→ **Exercise input**
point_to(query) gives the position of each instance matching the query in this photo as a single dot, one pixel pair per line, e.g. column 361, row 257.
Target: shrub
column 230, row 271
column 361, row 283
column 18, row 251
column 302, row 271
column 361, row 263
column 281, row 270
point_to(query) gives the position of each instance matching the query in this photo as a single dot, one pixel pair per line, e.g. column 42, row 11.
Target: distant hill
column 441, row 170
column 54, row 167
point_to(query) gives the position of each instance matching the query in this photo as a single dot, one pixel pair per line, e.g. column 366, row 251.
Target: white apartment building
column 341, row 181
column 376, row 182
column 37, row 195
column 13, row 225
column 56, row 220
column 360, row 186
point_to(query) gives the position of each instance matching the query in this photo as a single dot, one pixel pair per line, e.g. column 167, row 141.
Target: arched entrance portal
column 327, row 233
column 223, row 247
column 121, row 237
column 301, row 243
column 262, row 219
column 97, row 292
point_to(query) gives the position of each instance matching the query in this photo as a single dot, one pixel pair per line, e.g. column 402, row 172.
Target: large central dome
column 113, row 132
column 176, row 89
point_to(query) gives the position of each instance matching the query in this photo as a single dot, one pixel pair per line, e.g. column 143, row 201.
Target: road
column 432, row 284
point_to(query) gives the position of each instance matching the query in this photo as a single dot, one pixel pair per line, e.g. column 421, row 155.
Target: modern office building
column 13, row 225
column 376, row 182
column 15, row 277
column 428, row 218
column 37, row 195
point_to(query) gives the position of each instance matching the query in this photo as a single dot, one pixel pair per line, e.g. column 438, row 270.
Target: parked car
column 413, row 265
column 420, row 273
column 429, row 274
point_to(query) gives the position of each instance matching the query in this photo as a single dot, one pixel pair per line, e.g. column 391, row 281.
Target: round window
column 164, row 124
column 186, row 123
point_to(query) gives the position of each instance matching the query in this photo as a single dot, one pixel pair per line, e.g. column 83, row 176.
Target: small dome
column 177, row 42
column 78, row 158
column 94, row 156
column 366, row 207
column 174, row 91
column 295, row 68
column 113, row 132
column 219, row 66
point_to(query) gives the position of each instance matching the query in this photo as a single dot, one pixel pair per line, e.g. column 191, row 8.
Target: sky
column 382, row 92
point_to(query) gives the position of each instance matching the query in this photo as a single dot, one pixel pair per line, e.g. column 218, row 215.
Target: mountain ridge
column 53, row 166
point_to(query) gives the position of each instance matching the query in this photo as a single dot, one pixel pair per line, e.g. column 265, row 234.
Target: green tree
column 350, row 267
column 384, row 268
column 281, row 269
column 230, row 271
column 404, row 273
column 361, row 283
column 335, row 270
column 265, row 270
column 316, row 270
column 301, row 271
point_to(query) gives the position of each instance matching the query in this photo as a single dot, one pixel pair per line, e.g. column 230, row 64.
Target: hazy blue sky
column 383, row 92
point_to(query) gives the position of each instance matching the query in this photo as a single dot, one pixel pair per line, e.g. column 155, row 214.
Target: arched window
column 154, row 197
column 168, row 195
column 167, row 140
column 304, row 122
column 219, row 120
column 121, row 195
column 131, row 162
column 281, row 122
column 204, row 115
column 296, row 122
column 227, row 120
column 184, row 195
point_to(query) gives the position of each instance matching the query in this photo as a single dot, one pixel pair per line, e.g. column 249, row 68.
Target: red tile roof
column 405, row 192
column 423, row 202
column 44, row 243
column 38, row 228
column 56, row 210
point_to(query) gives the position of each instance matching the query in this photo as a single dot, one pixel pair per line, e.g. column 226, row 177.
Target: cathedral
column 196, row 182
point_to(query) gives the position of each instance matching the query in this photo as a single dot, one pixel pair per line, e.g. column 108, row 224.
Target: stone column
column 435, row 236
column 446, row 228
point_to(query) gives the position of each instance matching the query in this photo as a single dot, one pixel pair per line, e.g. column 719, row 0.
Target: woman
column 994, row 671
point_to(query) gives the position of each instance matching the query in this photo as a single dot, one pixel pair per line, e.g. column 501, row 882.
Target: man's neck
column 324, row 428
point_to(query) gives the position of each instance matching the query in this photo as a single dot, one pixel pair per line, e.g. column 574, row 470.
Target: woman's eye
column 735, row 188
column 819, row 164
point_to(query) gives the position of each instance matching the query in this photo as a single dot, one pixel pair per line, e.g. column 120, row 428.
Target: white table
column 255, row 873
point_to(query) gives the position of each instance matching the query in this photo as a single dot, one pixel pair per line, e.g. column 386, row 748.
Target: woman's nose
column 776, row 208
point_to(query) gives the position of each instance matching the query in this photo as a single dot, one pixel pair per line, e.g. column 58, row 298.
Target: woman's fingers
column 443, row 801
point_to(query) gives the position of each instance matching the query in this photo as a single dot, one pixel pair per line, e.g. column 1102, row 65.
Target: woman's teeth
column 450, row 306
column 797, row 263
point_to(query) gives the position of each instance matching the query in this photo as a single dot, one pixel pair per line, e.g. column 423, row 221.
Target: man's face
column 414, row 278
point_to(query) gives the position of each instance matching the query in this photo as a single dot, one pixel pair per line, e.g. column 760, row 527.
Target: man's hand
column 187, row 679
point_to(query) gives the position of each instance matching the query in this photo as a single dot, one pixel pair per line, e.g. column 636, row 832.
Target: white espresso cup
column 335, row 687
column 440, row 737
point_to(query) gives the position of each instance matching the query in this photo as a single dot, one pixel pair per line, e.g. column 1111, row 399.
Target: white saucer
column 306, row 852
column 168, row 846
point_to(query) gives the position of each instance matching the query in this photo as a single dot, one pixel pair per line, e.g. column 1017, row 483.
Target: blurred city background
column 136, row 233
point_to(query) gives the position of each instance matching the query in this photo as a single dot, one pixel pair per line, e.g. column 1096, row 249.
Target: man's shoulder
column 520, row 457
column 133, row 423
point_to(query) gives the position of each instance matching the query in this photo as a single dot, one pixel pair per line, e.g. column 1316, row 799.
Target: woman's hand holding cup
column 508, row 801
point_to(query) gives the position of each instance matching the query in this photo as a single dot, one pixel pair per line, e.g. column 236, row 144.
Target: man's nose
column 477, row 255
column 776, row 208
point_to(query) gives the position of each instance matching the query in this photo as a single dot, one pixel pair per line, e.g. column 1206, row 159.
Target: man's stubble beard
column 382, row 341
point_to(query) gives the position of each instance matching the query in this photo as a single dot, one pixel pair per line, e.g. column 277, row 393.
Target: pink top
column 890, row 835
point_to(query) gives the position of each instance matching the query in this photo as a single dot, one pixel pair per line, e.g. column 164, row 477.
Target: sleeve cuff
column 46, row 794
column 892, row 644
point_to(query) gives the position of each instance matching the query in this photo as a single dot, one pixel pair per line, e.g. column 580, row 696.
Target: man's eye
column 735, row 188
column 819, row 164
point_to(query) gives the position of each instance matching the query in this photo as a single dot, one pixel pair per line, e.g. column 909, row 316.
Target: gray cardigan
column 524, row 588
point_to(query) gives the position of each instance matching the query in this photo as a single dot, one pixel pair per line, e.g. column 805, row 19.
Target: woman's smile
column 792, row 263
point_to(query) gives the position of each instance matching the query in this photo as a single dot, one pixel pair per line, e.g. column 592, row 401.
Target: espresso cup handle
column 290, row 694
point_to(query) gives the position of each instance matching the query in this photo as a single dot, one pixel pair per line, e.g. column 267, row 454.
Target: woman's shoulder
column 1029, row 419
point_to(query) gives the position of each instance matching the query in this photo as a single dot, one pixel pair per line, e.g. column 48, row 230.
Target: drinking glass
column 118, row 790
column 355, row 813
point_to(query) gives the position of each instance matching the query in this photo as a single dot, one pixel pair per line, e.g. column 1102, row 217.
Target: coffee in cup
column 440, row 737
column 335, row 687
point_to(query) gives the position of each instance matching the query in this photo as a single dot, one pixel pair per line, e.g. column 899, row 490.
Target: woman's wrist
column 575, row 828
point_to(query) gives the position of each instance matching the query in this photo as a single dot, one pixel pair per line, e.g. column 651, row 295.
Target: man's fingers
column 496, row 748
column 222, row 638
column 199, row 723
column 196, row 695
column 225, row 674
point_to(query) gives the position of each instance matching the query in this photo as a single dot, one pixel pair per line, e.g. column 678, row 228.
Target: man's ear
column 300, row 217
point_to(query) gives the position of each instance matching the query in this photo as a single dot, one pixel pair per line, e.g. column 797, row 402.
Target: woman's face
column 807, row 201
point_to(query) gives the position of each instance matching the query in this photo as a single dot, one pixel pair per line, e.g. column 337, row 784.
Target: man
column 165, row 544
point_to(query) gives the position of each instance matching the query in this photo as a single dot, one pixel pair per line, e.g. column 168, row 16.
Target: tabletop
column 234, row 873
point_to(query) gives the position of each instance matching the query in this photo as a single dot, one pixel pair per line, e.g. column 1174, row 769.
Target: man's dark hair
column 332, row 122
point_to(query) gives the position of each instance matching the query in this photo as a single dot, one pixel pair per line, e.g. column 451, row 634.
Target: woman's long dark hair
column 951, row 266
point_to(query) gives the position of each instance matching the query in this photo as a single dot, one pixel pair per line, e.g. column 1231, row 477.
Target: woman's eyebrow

→ **What is expected**
Give back, verbatim, the lines from the top of the entries above through the line containing "167, row 141.".

→ **Exercise answer**
point_to(query) gives the position of each instance matching the query in this photo as a single dot, one pixel pair per line, e.g. column 361, row 257.
Target: shrub
column 230, row 271
column 361, row 283
column 18, row 251
column 302, row 271
column 361, row 263
column 281, row 270
point_to(query) gives the position of each instance matching the query in this photo as a single dot, one pixel pair per line, e.g. column 42, row 11.
Target: distant hill
column 441, row 170
column 54, row 167
point_to(query) gives the position of each instance matching the query in this photo as a single dot, one pixel pair per line, e.g. column 366, row 251.
Target: white apartment building
column 341, row 181
column 376, row 182
column 37, row 195
column 13, row 225
column 56, row 220
column 360, row 186
point_to(query) gives the position of each instance matching the query in this photo as a single dot, one pixel pair per line, e.g. column 167, row 141.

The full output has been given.